**Problem**
Pull out each line of the listing below that contains the word "patio". Case counts.

**Position annotation records**
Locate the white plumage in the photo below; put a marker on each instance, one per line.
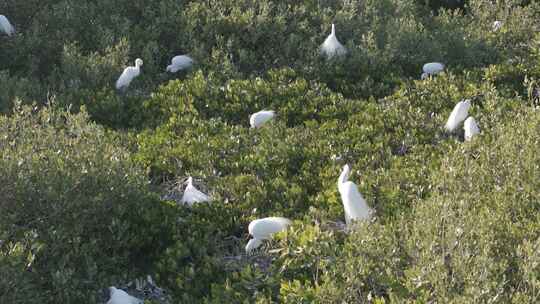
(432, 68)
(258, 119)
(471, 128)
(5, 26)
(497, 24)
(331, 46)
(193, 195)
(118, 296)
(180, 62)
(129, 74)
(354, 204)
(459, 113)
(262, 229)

==

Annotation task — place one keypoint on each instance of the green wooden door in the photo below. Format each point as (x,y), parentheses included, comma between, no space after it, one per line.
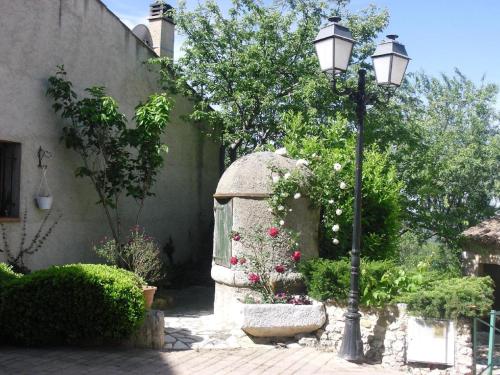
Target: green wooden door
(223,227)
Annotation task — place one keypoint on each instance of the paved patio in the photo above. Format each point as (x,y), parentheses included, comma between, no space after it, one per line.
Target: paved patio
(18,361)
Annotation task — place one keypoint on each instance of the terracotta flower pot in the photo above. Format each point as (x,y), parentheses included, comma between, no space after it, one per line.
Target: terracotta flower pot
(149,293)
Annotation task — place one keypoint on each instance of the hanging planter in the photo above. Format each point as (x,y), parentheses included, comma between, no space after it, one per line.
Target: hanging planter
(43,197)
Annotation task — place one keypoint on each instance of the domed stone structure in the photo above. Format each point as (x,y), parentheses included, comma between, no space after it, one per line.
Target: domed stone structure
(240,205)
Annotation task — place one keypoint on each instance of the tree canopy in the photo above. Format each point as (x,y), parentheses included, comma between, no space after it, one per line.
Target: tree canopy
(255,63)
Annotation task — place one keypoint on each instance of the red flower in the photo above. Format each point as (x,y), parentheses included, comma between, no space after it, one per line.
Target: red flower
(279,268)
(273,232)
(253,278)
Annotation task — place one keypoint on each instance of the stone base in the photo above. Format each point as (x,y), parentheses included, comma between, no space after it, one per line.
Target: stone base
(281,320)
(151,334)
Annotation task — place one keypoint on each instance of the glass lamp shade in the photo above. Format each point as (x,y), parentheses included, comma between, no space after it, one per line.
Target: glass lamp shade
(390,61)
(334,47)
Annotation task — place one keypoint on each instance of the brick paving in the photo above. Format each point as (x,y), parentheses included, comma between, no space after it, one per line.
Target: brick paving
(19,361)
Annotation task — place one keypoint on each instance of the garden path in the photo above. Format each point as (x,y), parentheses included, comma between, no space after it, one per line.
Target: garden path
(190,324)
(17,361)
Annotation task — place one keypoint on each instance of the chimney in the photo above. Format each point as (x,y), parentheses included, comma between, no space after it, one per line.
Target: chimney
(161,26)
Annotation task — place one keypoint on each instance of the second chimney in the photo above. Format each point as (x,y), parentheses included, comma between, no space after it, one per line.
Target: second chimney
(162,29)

**Answer to the task**
Annotation task — place one keypoint on each instance of the paved patio in the photo above. Format each point as (x,y), parentheses included, comma between, no space after it, one per line.
Target: paved patio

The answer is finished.